--- Metin ---
Yargıtay Kararı 21. Hukuk Dairesi 2013/15818 E. 2014/643 K. 20.01.2014 T.

YARGITAY KARARI
DAİRE : 21. Hukuk Dairesi
ESAS NO : 2013/15818
KARAR NO : 2014/643
KARAR TARİHİ : 20.01.2014

MAHKEMESİ : Zonguldak 3. İş Mahkemesi
TARİHİ : 16/05/2013
NUMARASI : 2011/45-2013/270

Davacı, meslek hastalığı sonucu maluliyetinden doğan maddi ve manevi tazminatın ödetilmesine karar verilmesini istemiştir.
Mahkeme ilamında belirtildiği şekilde, isteğin kısmen kabulüne karar vermiştir.
Hükmün, taraf vekilleri tarafından temyiz edilmesi üzerine temyiz isteğinin süresinde olduğu anlaşıldıktan ve Tetkik Hakimi …. tarafından düzenlenen raporla dosyadaki kağıtlar okunduktan sonra işin gereği düşünüldü ve aşağıdaki karar tesbit edildi.

K A R A R

1-Dosyadaki yazılara, toplanan delillere, hükmün dayandığı gerektirici nedenler ile temyizin kapsamına göre, davacı vekilinin tüm, davalı T.T.K vekilinin ise aşağıdaki bendin kapsamı dışındaki diğer temyiz itirazlarının reddine.
2-Dava, %20 oranındaki meslek hastalığı maluliyeti nedeniyle 20.000,00TL manevi tazminatın tahsiline ilişkindir.
Mahkemece, 12.000,00TL manevi tazminatın davalıdan tahsiline karar verilmiştir.
Dosya kapsamındaki kayıt ve belgelerden; davacının meslek hastalığından kaynaklanan iş güçü kayıp oranının %20 olduğu, olayın %100 kaçınılmazlıktan kaynaklanıp davacı sigortalının 34 yıllık toplam çalışma hayatının 14 yılının davalı işverenliğe ait iş yerlerinde kalanının ise sair işverenlere ait iş yerlerinde geçteği, %20 oranındaki malüliyetin davalı işverenlik kusuruna denk gelen maluliyet oranının %3,54 olduğu anlaşılmıştır.
--- Gösterilen veriler ---
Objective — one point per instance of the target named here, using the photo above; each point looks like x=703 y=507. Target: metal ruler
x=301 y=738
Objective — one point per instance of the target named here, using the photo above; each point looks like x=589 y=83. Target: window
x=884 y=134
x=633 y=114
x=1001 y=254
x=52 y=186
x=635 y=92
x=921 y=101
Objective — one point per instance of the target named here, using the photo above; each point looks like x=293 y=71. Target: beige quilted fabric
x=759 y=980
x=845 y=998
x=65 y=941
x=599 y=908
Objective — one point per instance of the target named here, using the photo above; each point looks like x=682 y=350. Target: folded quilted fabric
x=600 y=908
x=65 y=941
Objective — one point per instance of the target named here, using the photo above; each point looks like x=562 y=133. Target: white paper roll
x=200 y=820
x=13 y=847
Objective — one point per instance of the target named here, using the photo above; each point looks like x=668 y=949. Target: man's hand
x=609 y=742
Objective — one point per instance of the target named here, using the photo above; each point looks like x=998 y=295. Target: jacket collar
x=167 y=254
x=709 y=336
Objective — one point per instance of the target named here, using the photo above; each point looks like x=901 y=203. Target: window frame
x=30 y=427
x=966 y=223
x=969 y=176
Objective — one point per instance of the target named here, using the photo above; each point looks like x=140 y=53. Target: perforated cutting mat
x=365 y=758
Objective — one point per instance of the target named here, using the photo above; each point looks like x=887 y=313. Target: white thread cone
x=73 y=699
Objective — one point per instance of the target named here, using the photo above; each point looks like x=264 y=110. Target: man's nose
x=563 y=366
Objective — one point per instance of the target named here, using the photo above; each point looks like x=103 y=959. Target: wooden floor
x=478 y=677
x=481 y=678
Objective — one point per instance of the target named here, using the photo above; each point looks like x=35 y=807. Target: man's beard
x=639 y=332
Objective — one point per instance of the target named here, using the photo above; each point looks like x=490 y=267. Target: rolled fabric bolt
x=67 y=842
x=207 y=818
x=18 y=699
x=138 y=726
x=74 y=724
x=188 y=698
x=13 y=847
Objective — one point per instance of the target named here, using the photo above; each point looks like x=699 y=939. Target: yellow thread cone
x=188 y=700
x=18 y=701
---
= Görevleriniz =
- 1) Karar metnine göre aşağıdaki soruları yanıtlayın.
(a) Temyiz edilen hükmü veren mahkeme hangisidir?
(b) Mahkeme davalıdan ne kadar manevi tazminat tahsil edilmesine karar vermiştir?
(c) Davacı sigortalının toplam çalışma hayatı kaç yıldır?
- 2) Aşağıdaki ifadeler karar metniyle uyuşuyor mu? Her biri için evet ya da hayır deyin ve metinden belirleyici sözleri aynen aktarın.
(a) Dava 20.000,00 TL manevi tazminatın tahsili istemiyle açılmıştır.
(b) Mahkeme isteğin tamamen kabulüne karar vermiştir.
(c) Davacı vekilinin temyiz itirazları reddedilmiştir.

= Görevlerin yanıtları =
- 1)
(a) Zonguldak 3. İş Mahkemesi
(b) 12.000,00 TL
(c) 34 yıl

- 2)
(a) Evet: "20.000,00TL manevi tazminatın tahsiline ilişkindir"
(b) Hayır: "isteğin kısmen kabulüne karar vermiştir"
(c) Evet: "davacı vekilinin tüm, davalı T.T.K vekilinin ise aşağıdaki bendin kapsamı dışındaki diğer temyiz itirazlarının reddine"